### WHAT THE TASK ASKS
Pick out each line of the entries below that contains the string "white", and copy those lines. Case matters.

### EXTRACTED RECORDS
====================
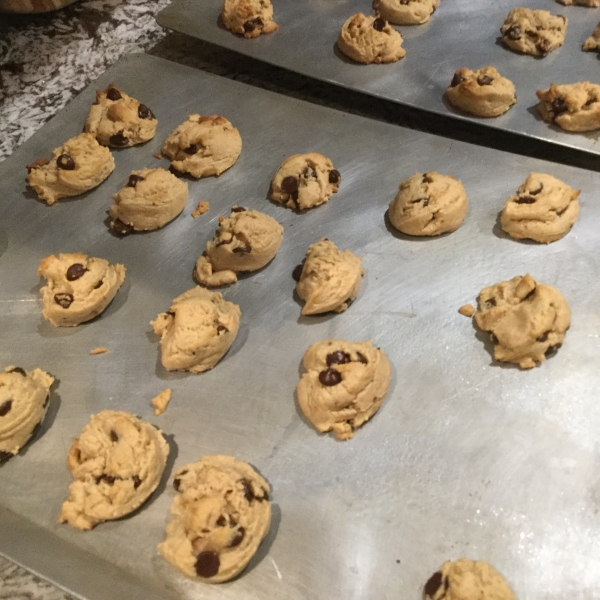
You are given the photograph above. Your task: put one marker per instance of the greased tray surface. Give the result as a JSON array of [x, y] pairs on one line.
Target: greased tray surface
====================
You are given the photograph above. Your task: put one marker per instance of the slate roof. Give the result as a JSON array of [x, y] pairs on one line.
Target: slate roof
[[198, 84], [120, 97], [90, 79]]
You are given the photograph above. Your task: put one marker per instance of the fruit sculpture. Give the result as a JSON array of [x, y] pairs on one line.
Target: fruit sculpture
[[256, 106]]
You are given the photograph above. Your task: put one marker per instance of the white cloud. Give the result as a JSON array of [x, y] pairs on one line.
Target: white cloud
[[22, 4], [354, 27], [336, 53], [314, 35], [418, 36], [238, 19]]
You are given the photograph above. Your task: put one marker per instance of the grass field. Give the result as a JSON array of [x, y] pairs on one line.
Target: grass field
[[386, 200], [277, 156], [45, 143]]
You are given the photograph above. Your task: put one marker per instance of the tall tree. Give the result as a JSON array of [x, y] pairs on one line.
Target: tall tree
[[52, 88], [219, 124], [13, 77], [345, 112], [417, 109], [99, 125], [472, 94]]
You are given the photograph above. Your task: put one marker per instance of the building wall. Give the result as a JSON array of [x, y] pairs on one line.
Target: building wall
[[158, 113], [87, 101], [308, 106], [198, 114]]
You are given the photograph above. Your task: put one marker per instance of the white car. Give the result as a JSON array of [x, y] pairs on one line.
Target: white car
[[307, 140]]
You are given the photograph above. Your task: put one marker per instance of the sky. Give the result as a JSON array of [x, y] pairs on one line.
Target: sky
====================
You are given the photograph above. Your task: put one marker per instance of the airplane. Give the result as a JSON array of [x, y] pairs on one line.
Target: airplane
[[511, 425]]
====================
### PROBLEM SOLUTION
You are given the photograph above. Your task: put one marker per instance of the white cloud. Give the result as a JSON array of [x, y] pairs on one line.
Target: white cloud
You are given the photograph above. Your task: put one marker per instance of the white car. Give the result as a JSON array of [x, y] pairs on one line.
Target: white car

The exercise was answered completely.